JAKARTA – PT Pertamina (Persero) kembali menjjadi perhatian setelah Arifi Tasrif, Menteri Energi dan Sumber Daya Mineral (ESDM) mengeluarkan kebijakan baru tentang kontrak blok migas melalui Peraturan Menteri (Permen) Nomor 12 Tahun 2020. Dalam aturan tersebut kontraktor boleh memilih kontrak ketika ingin mengelola suatu blok. Namun ada satu pasal yakni pasal 25e yang menyatakan kebebasan itu tidak diberikan kepada Pertamina dan afiliasinya.

Adapun bunyi pasal tersebut adalah terhadap penunjukan Pertamina atau afiliasinya sebagai pengelola wilayah kerja baru yang kontrak kerja samanya belum ditandatangani, menteri menetapkan bentuk kontrak kerja samanya.

Mustafid, Direktur Pembinaan Pengusahaan Hulu Migas Kementerian ESDM, menuturkan ketentuan pasal 25e tersebut berlaku bagi kontrak migas dengan Pertamina yang belum ditandatangani, akan tetapi sudah telebih dulu ditugaskan pemerintah untuk mengelola suatu blok migas.
........
§ Persyaratan 1
Salin dengan tepat bagian teks pilihan yang dimulai dengan "Adapun bunyi pasal" dan berlanjut sampai "kontrak kerja samanya.".
§ Persyaratan 2
Dari teks pilihan, sebutkan semua nama orang serta nama perusahaan atau kementerian yang disebut.
Gunakan hanya teks pilihan sebagai sumber.
........
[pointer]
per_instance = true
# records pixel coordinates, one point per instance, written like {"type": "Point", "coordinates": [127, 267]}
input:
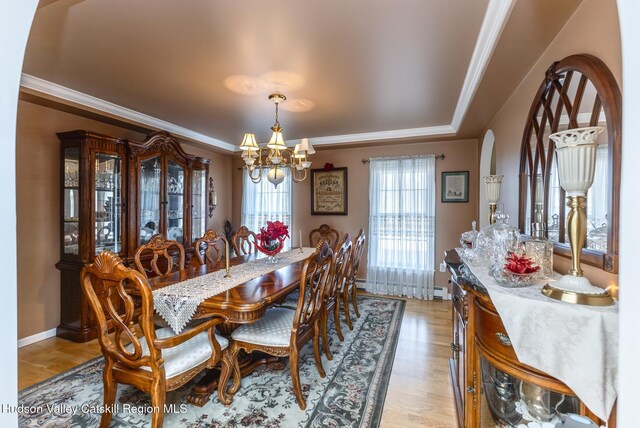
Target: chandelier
{"type": "Point", "coordinates": [276, 156]}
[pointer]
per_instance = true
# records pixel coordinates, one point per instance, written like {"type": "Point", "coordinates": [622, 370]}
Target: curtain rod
{"type": "Point", "coordinates": [440, 156]}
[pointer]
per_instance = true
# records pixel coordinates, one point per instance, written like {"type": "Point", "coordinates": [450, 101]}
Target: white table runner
{"type": "Point", "coordinates": [576, 344]}
{"type": "Point", "coordinates": [177, 303]}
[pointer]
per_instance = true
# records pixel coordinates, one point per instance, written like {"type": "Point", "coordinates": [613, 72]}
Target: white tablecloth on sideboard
{"type": "Point", "coordinates": [576, 344]}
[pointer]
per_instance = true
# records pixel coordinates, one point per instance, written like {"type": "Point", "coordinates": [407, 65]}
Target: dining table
{"type": "Point", "coordinates": [245, 303]}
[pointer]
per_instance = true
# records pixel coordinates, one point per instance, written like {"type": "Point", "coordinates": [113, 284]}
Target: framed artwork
{"type": "Point", "coordinates": [329, 191]}
{"type": "Point", "coordinates": [455, 186]}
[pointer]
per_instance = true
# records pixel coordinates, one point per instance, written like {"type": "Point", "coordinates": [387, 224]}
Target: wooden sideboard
{"type": "Point", "coordinates": [486, 375]}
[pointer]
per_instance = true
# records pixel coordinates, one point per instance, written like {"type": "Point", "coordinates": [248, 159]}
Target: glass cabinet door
{"type": "Point", "coordinates": [149, 198]}
{"type": "Point", "coordinates": [71, 220]}
{"type": "Point", "coordinates": [199, 204]}
{"type": "Point", "coordinates": [507, 401]}
{"type": "Point", "coordinates": [175, 202]}
{"type": "Point", "coordinates": [108, 203]}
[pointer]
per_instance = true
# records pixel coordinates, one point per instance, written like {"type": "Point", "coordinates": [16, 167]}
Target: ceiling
{"type": "Point", "coordinates": [353, 67]}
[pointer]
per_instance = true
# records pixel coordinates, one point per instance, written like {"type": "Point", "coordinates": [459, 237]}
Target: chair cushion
{"type": "Point", "coordinates": [274, 329]}
{"type": "Point", "coordinates": [183, 357]}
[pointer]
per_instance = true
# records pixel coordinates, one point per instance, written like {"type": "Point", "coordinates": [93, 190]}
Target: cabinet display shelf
{"type": "Point", "coordinates": [492, 387]}
{"type": "Point", "coordinates": [140, 183]}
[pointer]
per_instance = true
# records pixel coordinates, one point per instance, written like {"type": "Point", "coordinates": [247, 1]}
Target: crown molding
{"type": "Point", "coordinates": [494, 20]}
{"type": "Point", "coordinates": [40, 86]}
{"type": "Point", "coordinates": [440, 130]}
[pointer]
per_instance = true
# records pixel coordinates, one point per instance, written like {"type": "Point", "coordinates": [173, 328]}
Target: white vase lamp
{"type": "Point", "coordinates": [576, 154]}
{"type": "Point", "coordinates": [493, 183]}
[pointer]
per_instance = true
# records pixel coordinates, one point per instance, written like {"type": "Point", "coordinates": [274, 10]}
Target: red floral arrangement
{"type": "Point", "coordinates": [520, 264]}
{"type": "Point", "coordinates": [272, 238]}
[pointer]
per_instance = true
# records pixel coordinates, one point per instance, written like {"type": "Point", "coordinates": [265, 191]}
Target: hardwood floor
{"type": "Point", "coordinates": [419, 393]}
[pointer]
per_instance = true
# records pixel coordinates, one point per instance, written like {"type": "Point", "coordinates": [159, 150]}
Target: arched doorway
{"type": "Point", "coordinates": [15, 23]}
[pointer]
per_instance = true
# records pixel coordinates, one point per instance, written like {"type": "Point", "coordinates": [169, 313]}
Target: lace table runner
{"type": "Point", "coordinates": [576, 344]}
{"type": "Point", "coordinates": [177, 303]}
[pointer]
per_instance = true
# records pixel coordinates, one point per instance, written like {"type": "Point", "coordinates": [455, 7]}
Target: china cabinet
{"type": "Point", "coordinates": [492, 388]}
{"type": "Point", "coordinates": [115, 194]}
{"type": "Point", "coordinates": [168, 186]}
{"type": "Point", "coordinates": [92, 216]}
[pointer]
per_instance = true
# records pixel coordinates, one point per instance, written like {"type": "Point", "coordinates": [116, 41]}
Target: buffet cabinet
{"type": "Point", "coordinates": [116, 194]}
{"type": "Point", "coordinates": [491, 387]}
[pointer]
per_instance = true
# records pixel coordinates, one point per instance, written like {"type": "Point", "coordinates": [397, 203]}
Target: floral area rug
{"type": "Point", "coordinates": [351, 395]}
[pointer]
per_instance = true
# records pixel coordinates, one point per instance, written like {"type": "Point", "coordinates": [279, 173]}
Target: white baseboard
{"type": "Point", "coordinates": [36, 337]}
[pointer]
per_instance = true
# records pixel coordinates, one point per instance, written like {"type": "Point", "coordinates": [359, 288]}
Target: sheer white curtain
{"type": "Point", "coordinates": [597, 206]}
{"type": "Point", "coordinates": [262, 202]}
{"type": "Point", "coordinates": [401, 256]}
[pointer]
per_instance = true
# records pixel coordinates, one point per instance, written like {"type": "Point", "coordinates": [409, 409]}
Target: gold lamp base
{"type": "Point", "coordinates": [603, 299]}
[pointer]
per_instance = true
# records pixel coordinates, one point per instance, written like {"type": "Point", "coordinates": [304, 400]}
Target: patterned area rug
{"type": "Point", "coordinates": [351, 395]}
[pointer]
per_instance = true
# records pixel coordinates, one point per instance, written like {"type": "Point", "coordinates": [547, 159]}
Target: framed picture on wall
{"type": "Point", "coordinates": [455, 186]}
{"type": "Point", "coordinates": [329, 191]}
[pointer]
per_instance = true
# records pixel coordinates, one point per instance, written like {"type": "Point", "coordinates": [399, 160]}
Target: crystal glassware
{"type": "Point", "coordinates": [540, 249]}
{"type": "Point", "coordinates": [496, 241]}
{"type": "Point", "coordinates": [468, 238]}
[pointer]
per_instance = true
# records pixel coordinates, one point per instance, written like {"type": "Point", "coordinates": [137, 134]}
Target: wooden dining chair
{"type": "Point", "coordinates": [283, 332]}
{"type": "Point", "coordinates": [160, 360]}
{"type": "Point", "coordinates": [163, 253]}
{"type": "Point", "coordinates": [210, 248]}
{"type": "Point", "coordinates": [349, 289]}
{"type": "Point", "coordinates": [332, 291]}
{"type": "Point", "coordinates": [244, 241]}
{"type": "Point", "coordinates": [326, 233]}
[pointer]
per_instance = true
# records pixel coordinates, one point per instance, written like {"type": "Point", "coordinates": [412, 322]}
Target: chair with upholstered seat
{"type": "Point", "coordinates": [160, 360]}
{"type": "Point", "coordinates": [349, 289]}
{"type": "Point", "coordinates": [162, 252]}
{"type": "Point", "coordinates": [283, 332]}
{"type": "Point", "coordinates": [209, 248]}
{"type": "Point", "coordinates": [244, 241]}
{"type": "Point", "coordinates": [332, 291]}
{"type": "Point", "coordinates": [324, 233]}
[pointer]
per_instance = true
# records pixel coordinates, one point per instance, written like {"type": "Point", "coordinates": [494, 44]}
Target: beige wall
{"type": "Point", "coordinates": [593, 29]}
{"type": "Point", "coordinates": [451, 218]}
{"type": "Point", "coordinates": [38, 207]}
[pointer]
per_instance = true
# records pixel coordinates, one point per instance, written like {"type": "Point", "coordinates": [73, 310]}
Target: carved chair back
{"type": "Point", "coordinates": [339, 273]}
{"type": "Point", "coordinates": [326, 233]}
{"type": "Point", "coordinates": [162, 260]}
{"type": "Point", "coordinates": [313, 281]}
{"type": "Point", "coordinates": [107, 284]}
{"type": "Point", "coordinates": [244, 241]}
{"type": "Point", "coordinates": [356, 257]}
{"type": "Point", "coordinates": [209, 248]}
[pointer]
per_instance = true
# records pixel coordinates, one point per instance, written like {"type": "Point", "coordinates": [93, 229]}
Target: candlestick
{"type": "Point", "coordinates": [300, 240]}
{"type": "Point", "coordinates": [226, 257]}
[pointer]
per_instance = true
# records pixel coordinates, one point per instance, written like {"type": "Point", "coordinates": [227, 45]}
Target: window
{"type": "Point", "coordinates": [402, 226]}
{"type": "Point", "coordinates": [262, 202]}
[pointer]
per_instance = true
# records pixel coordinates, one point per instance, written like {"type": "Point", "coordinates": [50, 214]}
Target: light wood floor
{"type": "Point", "coordinates": [419, 393]}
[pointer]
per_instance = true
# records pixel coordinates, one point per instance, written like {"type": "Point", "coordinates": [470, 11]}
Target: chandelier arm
{"type": "Point", "coordinates": [298, 180]}
{"type": "Point", "coordinates": [254, 178]}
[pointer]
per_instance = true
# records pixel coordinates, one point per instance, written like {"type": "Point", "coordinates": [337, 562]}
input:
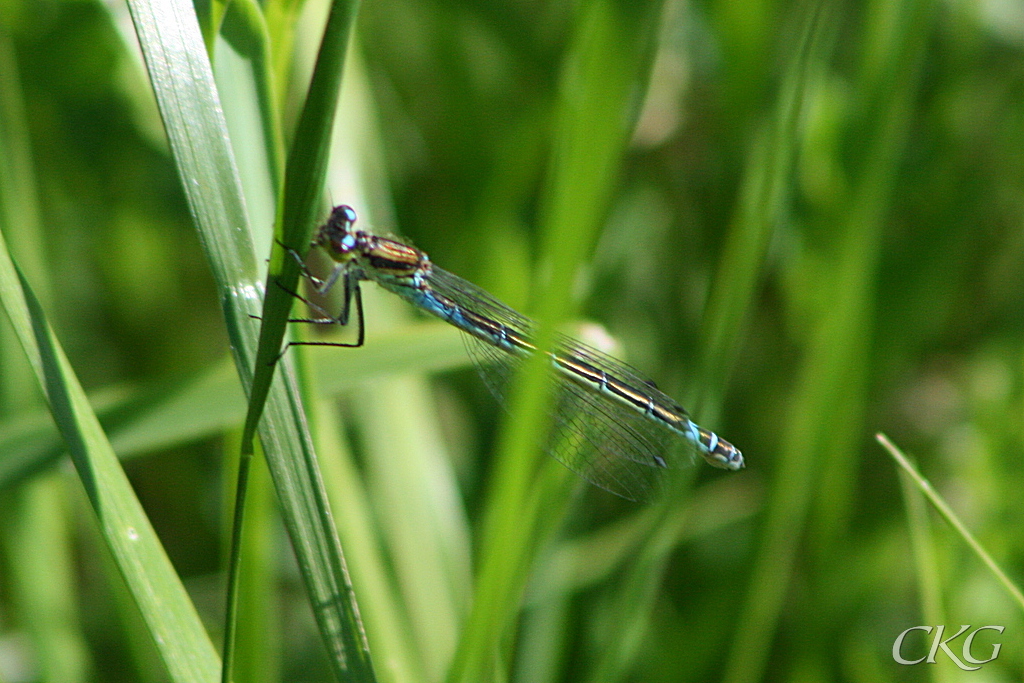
........
§ Hasil 1
Adapun bunyi pasal tersebut adalah terhadap penunjukan Pertamina atau afiliasinya sebagai pengelola wilayah kerja baru yang kontrak kerja samanya belum ditandatangani, menteri menetapkan bentuk kontrak kerja samanya.

§ Hasil 2
- Arifi Tasrif
- Mustafid
- PT Pertamina (Persero)
- Kementerian ESDM